Stated exercise a
In the listing, from the line with "DETECT wooden bar stool backrest" up to and including the line with "[162,240,191,279]", rename "backrest" to "back support" and reproduce those lines with everything else unchanged. Leave the pictures out of your answer.

Document passage
------------------------------------

When you have kids, you have these surreal conversations: "Dad", said my little one, "Wouldn't it be wierd if the things that are bad for you, were actually good for you? And the other way around - the things that were good for you were actually bad for you?"
That got me thinking...
The unhealthy effects of sport would need to be counteracted by, say, major sporting events being sponsored by healthy things like burgers and soft drinks.
You'd need a fleet of taxis to drive round the streets of central London, to top up the air with life-enhancing particulates, and save people from all that unhealthy walking around.
You wouldn't ban cycling just because it's unhealthy - after all, this is a democracy not a nanny state - but you'd do everything you could to make it as unpleasant and unattractive as possible - you'd make cyclists share the road with fast-moving motor vehicles, and you'd make sure there were as few dedicated places to cycle as possible. You'd want to scare cyclists into making healthier transport choices, by setting up major road junctions to cause as many 'near misses' as possible. And where there's a collision between a cyclist and a motorist, you
would want the law to favour the motorist. After all, if people will
indulge in unhealthy pursuits, it's their own look-out. You'd probably want a prime-time BBC TV show to promote motoring as a cool way to get around.

------------------------------------

Stated exercise b
Retype the piece about good and bad habits from "The unhealthy effects" up to and including "unhealthy walking around.", with no changes.

Record list
------------------------------------

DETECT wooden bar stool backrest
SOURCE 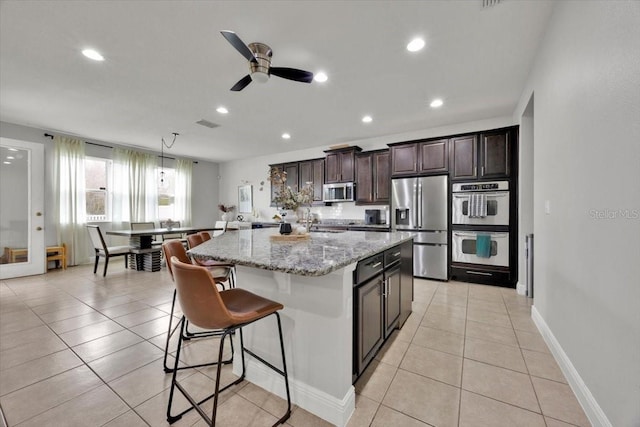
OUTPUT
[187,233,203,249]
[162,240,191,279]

------------------------------------

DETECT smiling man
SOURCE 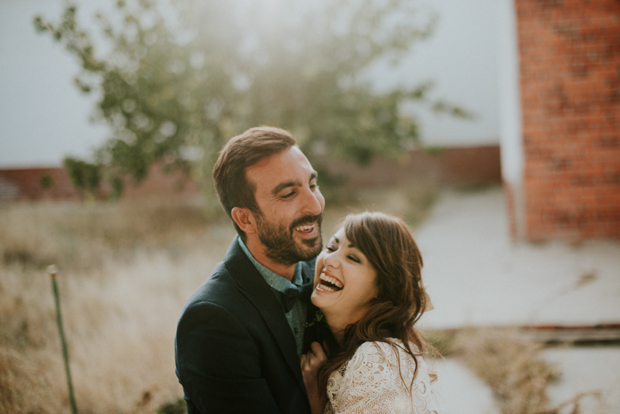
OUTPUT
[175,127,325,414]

------------------------------------

Right answer a
DETECT wooden bar stool back support
SOURCE 
OUTPUT
[187,233,203,249]
[162,240,191,279]

Right answer b
The unhealthy effects of sport would need to be counteracted by, say, major sporting events being sponsored by healthy things like burgers and soft drinks.
You'd need a fleet of taxis to drive round the streets of central London, to top up the air with life-enhancing particulates, and save people from all that unhealthy walking around.